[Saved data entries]
· · · ·
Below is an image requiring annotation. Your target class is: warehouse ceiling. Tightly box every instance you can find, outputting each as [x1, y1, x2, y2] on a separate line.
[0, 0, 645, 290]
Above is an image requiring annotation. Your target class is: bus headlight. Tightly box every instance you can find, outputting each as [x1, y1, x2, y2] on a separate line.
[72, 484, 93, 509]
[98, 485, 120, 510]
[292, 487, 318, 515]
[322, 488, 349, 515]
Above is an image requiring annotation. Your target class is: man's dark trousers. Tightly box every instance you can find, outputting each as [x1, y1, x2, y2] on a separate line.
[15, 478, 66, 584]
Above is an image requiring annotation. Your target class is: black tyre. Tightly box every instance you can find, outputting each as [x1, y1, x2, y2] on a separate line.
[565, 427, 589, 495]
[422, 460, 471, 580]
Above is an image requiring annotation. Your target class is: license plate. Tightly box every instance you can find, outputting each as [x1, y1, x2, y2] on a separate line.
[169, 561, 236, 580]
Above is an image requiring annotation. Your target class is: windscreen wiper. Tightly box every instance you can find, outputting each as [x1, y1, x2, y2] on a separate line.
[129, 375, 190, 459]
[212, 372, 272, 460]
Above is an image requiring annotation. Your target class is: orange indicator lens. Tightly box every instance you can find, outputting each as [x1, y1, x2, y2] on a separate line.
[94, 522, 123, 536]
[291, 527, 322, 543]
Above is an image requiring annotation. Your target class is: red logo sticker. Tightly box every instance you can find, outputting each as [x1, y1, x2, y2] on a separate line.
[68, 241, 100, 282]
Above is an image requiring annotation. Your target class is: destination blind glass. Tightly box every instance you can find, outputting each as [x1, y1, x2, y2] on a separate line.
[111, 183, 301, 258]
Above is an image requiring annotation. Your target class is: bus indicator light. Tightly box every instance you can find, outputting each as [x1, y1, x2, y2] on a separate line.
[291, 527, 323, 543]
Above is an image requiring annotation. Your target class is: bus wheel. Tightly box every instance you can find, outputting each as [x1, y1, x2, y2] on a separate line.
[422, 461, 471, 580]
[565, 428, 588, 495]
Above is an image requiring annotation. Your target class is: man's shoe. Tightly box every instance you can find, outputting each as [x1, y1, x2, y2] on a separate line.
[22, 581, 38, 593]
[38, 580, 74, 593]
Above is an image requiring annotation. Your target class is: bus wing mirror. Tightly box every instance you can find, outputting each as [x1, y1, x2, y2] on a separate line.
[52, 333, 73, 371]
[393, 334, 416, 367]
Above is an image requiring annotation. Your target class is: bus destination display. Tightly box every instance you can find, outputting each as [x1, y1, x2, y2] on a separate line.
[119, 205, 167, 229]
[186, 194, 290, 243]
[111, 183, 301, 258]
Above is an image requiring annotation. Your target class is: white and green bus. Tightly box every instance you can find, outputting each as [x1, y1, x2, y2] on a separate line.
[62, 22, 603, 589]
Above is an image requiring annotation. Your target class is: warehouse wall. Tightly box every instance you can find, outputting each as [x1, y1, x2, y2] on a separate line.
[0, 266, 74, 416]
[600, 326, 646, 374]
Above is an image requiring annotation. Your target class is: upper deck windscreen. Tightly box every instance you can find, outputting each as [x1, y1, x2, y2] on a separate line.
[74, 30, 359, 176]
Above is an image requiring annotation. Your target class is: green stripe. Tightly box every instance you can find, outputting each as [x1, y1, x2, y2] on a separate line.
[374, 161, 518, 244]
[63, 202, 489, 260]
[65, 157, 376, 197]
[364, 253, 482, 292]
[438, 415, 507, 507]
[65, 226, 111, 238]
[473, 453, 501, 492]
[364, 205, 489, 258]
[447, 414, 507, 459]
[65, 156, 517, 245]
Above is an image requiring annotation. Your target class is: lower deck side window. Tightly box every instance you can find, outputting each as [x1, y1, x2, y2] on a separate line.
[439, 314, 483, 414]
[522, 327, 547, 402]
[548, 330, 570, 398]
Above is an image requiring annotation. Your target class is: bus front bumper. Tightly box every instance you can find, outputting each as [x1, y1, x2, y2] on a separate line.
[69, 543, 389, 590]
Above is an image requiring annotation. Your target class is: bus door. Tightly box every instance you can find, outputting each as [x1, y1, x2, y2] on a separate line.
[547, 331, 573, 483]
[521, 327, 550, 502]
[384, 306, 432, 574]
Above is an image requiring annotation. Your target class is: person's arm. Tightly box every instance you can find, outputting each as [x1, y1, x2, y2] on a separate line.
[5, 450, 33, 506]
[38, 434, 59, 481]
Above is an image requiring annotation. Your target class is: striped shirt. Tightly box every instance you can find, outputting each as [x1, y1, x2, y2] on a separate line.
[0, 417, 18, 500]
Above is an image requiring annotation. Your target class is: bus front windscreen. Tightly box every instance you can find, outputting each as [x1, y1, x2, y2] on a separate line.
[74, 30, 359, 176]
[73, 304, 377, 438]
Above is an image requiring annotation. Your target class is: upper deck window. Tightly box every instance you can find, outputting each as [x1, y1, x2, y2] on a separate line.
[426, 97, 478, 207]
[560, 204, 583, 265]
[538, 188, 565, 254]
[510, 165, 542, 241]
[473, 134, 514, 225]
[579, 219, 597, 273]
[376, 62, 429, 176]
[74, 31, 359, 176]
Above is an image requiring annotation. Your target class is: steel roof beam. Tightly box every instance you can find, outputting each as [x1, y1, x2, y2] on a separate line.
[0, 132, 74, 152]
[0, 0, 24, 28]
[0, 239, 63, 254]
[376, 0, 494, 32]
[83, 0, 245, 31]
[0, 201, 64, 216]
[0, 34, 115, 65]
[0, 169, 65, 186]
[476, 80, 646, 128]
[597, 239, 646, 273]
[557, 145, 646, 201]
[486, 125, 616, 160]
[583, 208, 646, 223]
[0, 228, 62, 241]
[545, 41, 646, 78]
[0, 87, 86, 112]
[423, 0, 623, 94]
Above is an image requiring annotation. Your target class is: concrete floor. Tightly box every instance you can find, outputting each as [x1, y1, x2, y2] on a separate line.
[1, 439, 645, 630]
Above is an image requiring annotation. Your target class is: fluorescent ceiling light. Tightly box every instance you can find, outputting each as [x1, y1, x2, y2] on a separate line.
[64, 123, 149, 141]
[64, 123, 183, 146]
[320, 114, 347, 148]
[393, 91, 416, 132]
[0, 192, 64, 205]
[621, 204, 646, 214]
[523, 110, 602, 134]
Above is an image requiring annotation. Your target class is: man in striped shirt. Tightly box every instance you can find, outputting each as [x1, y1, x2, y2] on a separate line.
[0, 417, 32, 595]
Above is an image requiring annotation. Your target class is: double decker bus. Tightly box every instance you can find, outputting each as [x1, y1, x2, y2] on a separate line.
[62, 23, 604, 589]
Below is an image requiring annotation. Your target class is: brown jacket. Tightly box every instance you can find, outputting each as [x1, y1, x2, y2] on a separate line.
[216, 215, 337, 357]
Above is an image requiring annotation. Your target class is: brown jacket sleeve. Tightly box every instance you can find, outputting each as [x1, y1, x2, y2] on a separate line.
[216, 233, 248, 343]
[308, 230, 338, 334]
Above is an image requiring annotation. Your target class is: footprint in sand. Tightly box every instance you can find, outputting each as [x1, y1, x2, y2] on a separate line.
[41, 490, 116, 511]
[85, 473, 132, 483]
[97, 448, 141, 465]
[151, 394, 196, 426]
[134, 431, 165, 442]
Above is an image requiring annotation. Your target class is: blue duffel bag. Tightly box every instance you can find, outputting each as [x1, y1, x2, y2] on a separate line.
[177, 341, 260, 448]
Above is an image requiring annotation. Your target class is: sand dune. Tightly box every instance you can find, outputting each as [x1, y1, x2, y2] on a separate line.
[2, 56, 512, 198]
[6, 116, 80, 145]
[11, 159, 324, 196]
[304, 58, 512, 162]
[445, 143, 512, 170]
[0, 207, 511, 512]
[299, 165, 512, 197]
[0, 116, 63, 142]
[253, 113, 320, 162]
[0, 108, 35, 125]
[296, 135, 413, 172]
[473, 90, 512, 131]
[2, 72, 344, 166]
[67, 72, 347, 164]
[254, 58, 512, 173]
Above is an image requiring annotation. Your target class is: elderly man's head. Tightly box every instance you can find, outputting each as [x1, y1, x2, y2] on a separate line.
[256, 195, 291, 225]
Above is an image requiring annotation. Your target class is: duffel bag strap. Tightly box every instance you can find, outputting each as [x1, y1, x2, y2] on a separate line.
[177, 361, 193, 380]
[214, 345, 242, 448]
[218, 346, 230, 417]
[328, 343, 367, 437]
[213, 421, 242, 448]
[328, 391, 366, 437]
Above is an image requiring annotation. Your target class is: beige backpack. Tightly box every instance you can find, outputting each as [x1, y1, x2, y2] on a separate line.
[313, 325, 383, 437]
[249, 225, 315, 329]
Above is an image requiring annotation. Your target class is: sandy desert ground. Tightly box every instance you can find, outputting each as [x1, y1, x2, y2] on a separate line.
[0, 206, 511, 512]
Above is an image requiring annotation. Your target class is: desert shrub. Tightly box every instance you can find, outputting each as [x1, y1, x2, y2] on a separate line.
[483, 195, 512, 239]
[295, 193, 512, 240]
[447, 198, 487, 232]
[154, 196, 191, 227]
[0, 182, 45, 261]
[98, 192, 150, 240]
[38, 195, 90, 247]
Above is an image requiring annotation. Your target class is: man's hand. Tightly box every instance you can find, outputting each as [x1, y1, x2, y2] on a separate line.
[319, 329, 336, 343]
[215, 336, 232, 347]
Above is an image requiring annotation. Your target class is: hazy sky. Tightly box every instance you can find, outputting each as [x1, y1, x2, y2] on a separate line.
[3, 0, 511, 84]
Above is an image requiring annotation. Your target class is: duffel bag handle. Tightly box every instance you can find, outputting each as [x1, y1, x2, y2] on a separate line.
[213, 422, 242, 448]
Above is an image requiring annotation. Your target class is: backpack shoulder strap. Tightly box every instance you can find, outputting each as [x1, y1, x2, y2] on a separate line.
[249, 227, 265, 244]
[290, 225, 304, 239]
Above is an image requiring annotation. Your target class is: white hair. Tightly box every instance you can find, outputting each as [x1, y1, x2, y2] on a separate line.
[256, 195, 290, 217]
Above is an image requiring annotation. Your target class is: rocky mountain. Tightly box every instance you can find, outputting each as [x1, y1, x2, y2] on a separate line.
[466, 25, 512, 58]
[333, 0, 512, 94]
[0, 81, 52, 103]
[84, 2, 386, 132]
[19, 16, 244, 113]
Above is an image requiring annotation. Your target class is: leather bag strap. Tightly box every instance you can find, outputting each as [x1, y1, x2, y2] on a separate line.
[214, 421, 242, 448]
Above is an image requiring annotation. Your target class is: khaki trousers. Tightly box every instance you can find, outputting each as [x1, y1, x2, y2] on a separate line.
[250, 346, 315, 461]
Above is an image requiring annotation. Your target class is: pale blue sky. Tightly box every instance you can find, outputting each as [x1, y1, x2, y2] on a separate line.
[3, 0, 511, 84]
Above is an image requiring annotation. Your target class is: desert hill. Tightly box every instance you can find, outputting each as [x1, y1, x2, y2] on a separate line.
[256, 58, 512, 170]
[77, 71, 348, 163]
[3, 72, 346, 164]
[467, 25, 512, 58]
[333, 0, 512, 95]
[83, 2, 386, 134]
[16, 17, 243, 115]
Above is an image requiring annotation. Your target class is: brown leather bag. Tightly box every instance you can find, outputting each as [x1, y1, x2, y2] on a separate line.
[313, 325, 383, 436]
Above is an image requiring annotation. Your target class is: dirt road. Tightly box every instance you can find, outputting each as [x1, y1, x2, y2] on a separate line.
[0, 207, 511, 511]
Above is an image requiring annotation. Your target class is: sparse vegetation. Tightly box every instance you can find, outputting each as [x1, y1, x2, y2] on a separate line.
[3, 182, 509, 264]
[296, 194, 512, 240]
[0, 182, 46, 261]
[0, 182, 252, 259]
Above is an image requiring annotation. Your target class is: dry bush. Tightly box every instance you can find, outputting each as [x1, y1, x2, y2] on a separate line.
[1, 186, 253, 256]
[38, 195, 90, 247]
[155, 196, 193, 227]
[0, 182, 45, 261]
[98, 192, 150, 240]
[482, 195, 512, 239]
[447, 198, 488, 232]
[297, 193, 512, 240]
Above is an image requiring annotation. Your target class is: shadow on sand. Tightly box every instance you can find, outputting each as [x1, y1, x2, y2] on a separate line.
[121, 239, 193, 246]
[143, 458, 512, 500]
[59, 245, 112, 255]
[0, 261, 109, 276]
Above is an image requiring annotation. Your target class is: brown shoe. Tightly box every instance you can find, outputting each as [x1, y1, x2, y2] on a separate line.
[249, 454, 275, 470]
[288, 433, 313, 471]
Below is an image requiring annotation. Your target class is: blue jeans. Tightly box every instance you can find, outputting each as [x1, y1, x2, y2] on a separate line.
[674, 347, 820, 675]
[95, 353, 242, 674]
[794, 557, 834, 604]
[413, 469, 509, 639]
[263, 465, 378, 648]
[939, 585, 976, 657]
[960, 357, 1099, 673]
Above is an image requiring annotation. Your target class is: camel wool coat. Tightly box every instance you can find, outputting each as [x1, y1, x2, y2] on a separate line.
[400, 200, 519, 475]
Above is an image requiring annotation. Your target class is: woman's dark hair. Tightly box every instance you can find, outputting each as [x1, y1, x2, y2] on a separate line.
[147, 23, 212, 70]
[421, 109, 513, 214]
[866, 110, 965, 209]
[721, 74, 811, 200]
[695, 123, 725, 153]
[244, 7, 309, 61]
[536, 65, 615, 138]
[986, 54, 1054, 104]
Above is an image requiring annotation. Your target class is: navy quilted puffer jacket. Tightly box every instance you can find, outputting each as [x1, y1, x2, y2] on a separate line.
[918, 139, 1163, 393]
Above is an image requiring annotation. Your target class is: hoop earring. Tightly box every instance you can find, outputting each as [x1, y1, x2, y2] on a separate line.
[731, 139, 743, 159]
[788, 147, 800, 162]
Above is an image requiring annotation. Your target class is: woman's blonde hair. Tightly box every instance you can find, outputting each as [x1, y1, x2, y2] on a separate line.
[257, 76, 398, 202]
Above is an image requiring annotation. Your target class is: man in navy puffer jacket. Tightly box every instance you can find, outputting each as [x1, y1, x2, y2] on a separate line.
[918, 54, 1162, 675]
· · · ·
EXERCISE INSTRUCTIONS:
Copy exactly the lines that begin with the one containing "class is: hoop" and continue to the end of the records, both included, and nothing more.

SOLUTION FOR THIS TASK:
Above is an image requiring annotation. Your target class is: hoop earring. Tightly box every instance you can find, outputting each as [x1, y1, x2, y2] on a separate line.
[731, 139, 743, 159]
[788, 147, 800, 162]
Above is an image requiring annotation. Your target class is: woman's blonde hair. Tightly box every instance you can find, outputting each as [x1, y1, x2, y2] on a separate line.
[257, 76, 398, 202]
Above is an image requiring annotation. Your target class is: man in navy puffer jacket. Tightly box every instance you can find, outputting each as [x1, y1, x2, y2] on a separate line.
[918, 54, 1162, 675]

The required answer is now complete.